* **SUPPLIED PASSAGE**
((
Saturday, August 25, 2018

The Kids Are Alright

Year 10, Day 236 - 8/24/18 - Movie #3,032

BEFORE: With two weeks of music documentaries to go, the person who's appeared in the most movies so far is Paul McCartney, with 14 appearances, if I count the ones that weren't listed on the IMDB when I put the chain together.  That means he could pass Basil Rathbone as the top star of the year, remember I watched all of Rathbone's "Sherlock Holmes" films back in March, and I figured nobody could possibly beat him.  Well, I stand corrected.  Right behind Macca are Mick Jagger and Keith Richards with 12 appearances each (and what's strange is that it's not exactly the SAME 12 films, where one goes the other usually isn't far behind) and then there's John Lennon with 11 appearances in archive footage.  But Ringo Starr is poised to perhaps make a last-minute push, I've got four films with him strung together in the 11th hour.

Both Ringo AND Keith Moon carry over from last night's film, which showed footage of them from Zappa's movie "200 Motels".


THE PLOT: From their early days to their colorful hedonistic era, The Who are seen at their most creative and destructive.

AFTER: This is the only film out of 52 in the chain that I bought on DVD.  When I first started stringing the films I had access to there must have been some kind of gap, and I felt that the only way to close that gap was to order this Who film from Amazon.  Everything else I wanted to add was readily available, either on Netflix or iTunes.  Then, of course, after I ordered it, I re-worked the whole chain to include "Stop Making Sense", and that also managed to take away the need to watch this, I could have dropped it and the chain would still have continued unbroken, since there's now a film with Ringo Starr on either side.  That's the way this goes...
))
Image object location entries
((
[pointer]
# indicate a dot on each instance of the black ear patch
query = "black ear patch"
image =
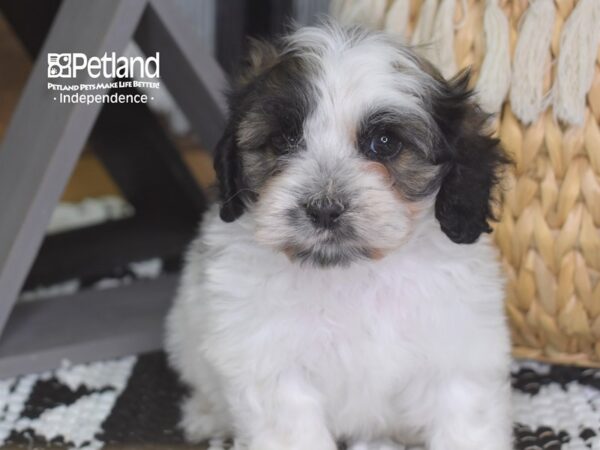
(473, 163)
(229, 174)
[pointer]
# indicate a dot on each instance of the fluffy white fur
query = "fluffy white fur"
(412, 347)
(408, 349)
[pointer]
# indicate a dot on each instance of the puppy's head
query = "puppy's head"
(340, 141)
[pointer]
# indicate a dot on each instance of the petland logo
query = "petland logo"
(70, 65)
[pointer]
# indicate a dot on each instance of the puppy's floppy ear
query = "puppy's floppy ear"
(472, 159)
(229, 174)
(227, 160)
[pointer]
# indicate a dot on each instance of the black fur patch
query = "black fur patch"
(472, 162)
(268, 108)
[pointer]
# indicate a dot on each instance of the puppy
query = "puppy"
(344, 291)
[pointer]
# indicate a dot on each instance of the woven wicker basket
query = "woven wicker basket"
(549, 232)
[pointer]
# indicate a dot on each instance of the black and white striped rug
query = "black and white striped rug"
(133, 402)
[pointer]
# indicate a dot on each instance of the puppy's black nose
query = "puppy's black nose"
(324, 214)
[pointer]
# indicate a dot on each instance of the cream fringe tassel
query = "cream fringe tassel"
(365, 12)
(576, 62)
(397, 17)
(494, 77)
(530, 61)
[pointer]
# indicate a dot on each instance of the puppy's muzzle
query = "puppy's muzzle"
(324, 213)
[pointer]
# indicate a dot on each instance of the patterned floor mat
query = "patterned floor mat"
(133, 403)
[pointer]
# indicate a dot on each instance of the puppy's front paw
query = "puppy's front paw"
(273, 442)
(376, 445)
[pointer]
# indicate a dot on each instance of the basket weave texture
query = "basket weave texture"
(549, 230)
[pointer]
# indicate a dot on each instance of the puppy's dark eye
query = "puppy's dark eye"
(285, 142)
(381, 145)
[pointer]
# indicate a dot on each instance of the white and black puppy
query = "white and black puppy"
(345, 292)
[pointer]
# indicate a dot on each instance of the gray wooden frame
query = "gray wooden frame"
(37, 155)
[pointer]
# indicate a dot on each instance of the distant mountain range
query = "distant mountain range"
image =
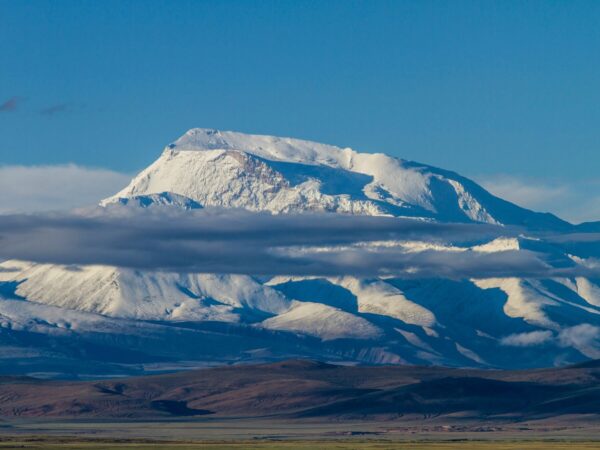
(63, 321)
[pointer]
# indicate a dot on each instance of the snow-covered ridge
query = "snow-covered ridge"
(228, 169)
(509, 323)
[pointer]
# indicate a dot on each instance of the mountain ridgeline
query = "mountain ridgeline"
(93, 320)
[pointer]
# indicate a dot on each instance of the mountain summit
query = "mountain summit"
(98, 319)
(228, 169)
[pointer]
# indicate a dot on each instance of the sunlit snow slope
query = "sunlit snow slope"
(124, 321)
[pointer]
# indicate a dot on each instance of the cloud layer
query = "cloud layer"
(47, 188)
(235, 241)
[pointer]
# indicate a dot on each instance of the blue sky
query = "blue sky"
))
* **WHAT TO WORK ON**
[1] In the blog entry "The Kids Are Alright," condense the paragraph beginning "This is the only film out of 52" into a short bulleted list that keeps its main facts.
[2] Carry on the blog entry "The Kids Are Alright" from where it stops.

* **THE REPLIES**
[1]
- This is the only one of the 52 films in the chain that I bought on DVD.
- I ordered it from Amazon to close a gap in the chain. Everything else was available on Netflix or iTunes.
- After ordering it, I reworked the chain to include "Stop Making Sense," which removed the need to watch this film.
- I could have dropped it without breaking the chain, because there's now a Ringo Starr film on either side.

[2]
I don't know why, but I thought this was a straight concert film, like a film about just one Who concert, start to finish, like "Havana Moon" was for the Stones, instead it's more like "Eight Days a Week" for the Beatles, or last night's Zappa film, where the best concert footage is strung together from different points in the band's timeline.  But they didn't even go chronologically here, starting with the band's 1967 appearance on the Smothers Brothers Comedy Hour, where they performed "My Generation", then they went backwards to 1965 for appearances on "Shindig!" and "Ready Steady Go!", then forward to Woodstock in 1969, clips from their 1975 U.S. Tour, and then near the end of the film, it's back to the Monterey Pop Festival in 1967.

Sure, any Greatest Hits album might jump around in time to get the best collection of songs from a band in a particular order, but I'd hope that a documentary would help me sort out something about a band's career, and I could probably do that best if they could just start at the beginning and skip forward in one direction through the best bits.  Plus then I wouldn't have to watch the band members get younger, then older again, then really young, and so on.

But the silver lining here is that by buying the DVD, I got to watch the 2003 "restored" version of this film, which is not only of better quality than the version that had been making the rounds for the previous 25 years, but also includes footage from "Rock & Roll Circus", a series of performances put together by the Rolling Stones in 1968 for a TV special, which they shelved for many years because they felt their own performance wasn't up to snuff.  For that event, The Who performed "A Quick One, While He's Away", which was a nine-minute medley made up of four songs that conveniently filled up the remaining space on their second album, but since the four songs tell something of a larger story, many also regard it as the precursor to the rock opera "Tommy".  It's also notable that Townshend wrote this mini-opera with thinly veiled references to his being molested as a child, which occurred at his grandmother's house when his parents sent him to stay there.  So clearly he was working through some stuff.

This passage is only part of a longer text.